Extrait du texte:

Sous la main tremblante du peintre Nicolas Poussin naît un chef-d’oeuvre, resté longtemps inconnu : « Sainte Françoise chasse la peste de Rome » appelé encore : « La vision de sainte Françoise Romaine. »
Deux figures féminines se font face. Françoise, armée de flèches, est debout sur une nuée. A ses pieds, une femme allongée : une victime. En face d’elle, agenouillée, une dame de la noblesse représente la ville de Rome, suppliant la sainte. Sur la droite, une créature sordide emporte un enfant mort, tirant, par les pieds, un autre cadavre. Un ange le chasse de son épée. Cette personnification de la peste n’a rien de la froideur d’une allégorie.

Données enregistrées:
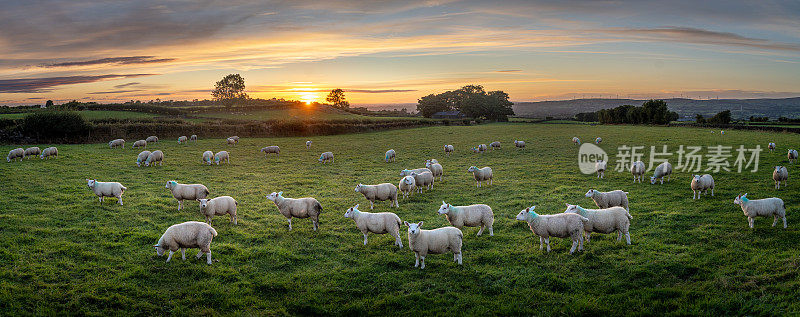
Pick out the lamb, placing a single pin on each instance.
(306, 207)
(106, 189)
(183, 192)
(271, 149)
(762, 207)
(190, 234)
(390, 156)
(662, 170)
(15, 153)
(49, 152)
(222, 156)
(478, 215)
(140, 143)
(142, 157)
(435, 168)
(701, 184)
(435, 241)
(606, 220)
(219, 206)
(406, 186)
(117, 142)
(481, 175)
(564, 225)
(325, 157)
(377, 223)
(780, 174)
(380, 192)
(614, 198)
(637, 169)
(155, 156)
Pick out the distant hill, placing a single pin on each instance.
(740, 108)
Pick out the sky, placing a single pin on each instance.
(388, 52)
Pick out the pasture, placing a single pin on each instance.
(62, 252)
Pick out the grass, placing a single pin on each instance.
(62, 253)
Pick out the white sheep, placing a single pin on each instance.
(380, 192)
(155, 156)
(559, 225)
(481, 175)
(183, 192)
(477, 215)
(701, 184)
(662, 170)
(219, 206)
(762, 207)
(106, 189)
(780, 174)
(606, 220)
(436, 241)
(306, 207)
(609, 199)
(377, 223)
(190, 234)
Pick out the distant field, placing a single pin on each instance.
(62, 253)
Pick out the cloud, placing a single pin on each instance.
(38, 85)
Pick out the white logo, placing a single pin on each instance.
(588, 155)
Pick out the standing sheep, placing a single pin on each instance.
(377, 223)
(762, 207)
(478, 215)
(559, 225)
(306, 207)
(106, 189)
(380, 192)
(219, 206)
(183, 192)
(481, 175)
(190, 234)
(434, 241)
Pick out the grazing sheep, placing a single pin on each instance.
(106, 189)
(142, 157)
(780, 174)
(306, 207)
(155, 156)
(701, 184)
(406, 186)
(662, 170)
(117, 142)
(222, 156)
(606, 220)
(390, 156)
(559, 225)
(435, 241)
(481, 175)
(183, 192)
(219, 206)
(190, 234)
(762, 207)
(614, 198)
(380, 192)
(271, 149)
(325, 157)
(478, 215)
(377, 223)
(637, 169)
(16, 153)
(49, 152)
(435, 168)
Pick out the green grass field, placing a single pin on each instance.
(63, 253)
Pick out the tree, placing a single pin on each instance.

---

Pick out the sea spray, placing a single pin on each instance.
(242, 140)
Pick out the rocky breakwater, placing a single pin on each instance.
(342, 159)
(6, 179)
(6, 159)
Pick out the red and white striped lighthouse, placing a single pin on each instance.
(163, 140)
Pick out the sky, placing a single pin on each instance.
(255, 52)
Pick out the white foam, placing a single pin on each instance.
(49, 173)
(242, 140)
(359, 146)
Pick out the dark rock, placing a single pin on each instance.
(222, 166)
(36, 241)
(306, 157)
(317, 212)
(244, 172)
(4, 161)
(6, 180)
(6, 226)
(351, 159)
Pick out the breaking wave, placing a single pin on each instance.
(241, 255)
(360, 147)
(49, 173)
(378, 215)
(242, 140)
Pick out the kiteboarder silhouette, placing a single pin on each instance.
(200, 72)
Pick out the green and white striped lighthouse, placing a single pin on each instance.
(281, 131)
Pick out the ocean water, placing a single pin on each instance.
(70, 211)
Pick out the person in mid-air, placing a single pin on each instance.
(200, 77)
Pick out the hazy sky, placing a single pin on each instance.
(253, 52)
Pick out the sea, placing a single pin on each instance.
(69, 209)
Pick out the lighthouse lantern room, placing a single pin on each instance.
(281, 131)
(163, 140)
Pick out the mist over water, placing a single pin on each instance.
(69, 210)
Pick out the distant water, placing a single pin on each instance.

Tâches à faire:
• 1. Dans l'extrait sur le tableau de Poussin, sur quoi Françoise se tient-elle debout ?
• 2. Traduisez en anglais cette phrase de l'extrait sur le tableau de Poussin : « En face d’elle, agenouillée, une dame de la noblesse représente la ville de Rome, suppliant la sainte. »
• 3. Rédigez la suite de l'extrait sur le tableau de Poussin, à partir de sa dernière phrase.

Résultats de l'exercice:
• 1. Sur une nuée.

• 2. Opposite her, kneeling, a noblewoman represents the city of Rome, imploring the saint.

• 3.
La victoire de la sainte représente la victoire des forces spirituelles sur les forces du mal. La force de l’intercession. Fondatrice des Oblates de Marie, rattachée à saint Benoît, sainte Françoise Romaine est canonisée en 1608. Sa fête est le 9 mars. Ses attributs sont un petit âne et un panier de légumes. Elle est aussi la patronne des automobilistes : à cause de son ange gardien. Quant à Poussin, il aima passionnément Rome où il vécut une partie de sa vie dans une maison située sur le Pincio.